◆ **WHAT YOU ARE ASKED TO DO**
Return every line of the items that contains the string "patio", matching case exactly.

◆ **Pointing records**
[START]

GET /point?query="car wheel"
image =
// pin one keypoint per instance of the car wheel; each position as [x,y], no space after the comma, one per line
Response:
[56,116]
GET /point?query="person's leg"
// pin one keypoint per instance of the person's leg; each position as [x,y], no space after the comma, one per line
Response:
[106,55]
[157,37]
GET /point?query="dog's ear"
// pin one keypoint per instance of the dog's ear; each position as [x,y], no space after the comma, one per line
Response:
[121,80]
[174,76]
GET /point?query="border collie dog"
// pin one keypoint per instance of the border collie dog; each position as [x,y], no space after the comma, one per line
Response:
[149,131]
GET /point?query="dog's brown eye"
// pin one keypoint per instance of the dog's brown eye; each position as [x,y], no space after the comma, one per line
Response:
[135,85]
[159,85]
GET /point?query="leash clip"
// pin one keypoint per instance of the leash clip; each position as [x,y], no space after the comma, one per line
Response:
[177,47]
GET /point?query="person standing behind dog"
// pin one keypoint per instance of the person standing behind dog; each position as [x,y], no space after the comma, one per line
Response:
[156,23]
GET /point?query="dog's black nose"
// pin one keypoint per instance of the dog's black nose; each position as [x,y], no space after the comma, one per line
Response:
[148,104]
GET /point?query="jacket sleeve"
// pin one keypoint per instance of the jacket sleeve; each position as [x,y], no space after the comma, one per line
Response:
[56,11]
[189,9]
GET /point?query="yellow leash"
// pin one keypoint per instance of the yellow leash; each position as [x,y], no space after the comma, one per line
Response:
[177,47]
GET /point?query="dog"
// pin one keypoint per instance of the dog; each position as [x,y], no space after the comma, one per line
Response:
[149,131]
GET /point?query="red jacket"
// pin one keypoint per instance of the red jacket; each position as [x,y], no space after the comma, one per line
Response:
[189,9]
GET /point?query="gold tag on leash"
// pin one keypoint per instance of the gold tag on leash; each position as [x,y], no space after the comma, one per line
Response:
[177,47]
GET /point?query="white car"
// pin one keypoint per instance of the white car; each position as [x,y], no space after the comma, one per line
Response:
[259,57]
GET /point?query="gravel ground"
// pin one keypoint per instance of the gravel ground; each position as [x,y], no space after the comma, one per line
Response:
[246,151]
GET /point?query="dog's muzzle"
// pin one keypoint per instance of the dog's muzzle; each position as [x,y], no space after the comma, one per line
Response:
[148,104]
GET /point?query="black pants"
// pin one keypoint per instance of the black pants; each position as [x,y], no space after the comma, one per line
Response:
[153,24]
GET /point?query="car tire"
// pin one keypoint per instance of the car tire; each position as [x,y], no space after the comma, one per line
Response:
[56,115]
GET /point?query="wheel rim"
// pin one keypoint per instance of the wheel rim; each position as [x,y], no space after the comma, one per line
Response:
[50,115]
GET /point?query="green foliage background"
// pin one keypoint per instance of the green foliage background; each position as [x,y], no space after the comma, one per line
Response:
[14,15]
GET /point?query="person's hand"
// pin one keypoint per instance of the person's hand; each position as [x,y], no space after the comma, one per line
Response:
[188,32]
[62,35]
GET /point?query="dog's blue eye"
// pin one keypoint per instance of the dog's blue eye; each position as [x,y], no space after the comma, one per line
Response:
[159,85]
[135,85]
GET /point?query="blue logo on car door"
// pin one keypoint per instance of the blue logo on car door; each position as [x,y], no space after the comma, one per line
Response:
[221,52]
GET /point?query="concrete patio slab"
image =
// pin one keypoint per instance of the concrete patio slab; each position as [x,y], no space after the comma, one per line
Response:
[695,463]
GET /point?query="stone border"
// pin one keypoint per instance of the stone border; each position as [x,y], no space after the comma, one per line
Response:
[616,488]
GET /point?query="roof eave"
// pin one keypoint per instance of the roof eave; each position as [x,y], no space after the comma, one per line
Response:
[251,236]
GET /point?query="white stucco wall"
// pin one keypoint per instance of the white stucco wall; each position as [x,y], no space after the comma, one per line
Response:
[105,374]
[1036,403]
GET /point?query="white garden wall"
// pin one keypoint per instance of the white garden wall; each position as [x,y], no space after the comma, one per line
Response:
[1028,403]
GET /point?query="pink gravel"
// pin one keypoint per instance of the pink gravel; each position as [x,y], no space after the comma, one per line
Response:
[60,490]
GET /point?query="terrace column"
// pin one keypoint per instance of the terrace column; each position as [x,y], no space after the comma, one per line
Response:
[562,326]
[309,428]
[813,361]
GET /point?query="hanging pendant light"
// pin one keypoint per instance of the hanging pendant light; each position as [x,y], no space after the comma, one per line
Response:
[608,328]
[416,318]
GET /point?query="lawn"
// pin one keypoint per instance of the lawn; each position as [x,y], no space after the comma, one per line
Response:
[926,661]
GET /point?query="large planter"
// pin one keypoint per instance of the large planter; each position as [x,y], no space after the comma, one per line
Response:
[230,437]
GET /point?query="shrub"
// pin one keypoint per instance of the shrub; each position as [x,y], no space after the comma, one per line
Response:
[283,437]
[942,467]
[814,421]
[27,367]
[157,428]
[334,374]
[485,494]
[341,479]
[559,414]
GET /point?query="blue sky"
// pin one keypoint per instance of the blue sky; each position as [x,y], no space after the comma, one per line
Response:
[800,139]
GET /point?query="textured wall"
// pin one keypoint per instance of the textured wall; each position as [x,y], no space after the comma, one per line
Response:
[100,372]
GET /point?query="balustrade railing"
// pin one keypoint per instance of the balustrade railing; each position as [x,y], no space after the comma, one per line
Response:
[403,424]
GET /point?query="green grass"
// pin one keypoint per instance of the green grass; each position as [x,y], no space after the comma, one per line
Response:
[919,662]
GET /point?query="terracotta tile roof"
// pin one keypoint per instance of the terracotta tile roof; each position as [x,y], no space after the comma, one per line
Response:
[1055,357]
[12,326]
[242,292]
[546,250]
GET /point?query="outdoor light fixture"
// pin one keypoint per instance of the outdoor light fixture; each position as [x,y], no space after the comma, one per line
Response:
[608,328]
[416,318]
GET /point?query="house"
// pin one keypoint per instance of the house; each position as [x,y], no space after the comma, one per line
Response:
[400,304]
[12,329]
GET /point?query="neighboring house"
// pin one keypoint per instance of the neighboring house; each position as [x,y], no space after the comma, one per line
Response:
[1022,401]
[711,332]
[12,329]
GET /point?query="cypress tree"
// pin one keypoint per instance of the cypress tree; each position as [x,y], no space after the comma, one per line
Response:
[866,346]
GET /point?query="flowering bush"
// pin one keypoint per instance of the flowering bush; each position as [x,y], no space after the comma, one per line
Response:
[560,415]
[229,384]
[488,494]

[END]

◆ **SOLUTION TO THE EXERCISE**
GET /point?query="concrete patio slab"
// pin one keypoint per instance of the concrete patio slab; each position as [x,y], no space after the comma, one per line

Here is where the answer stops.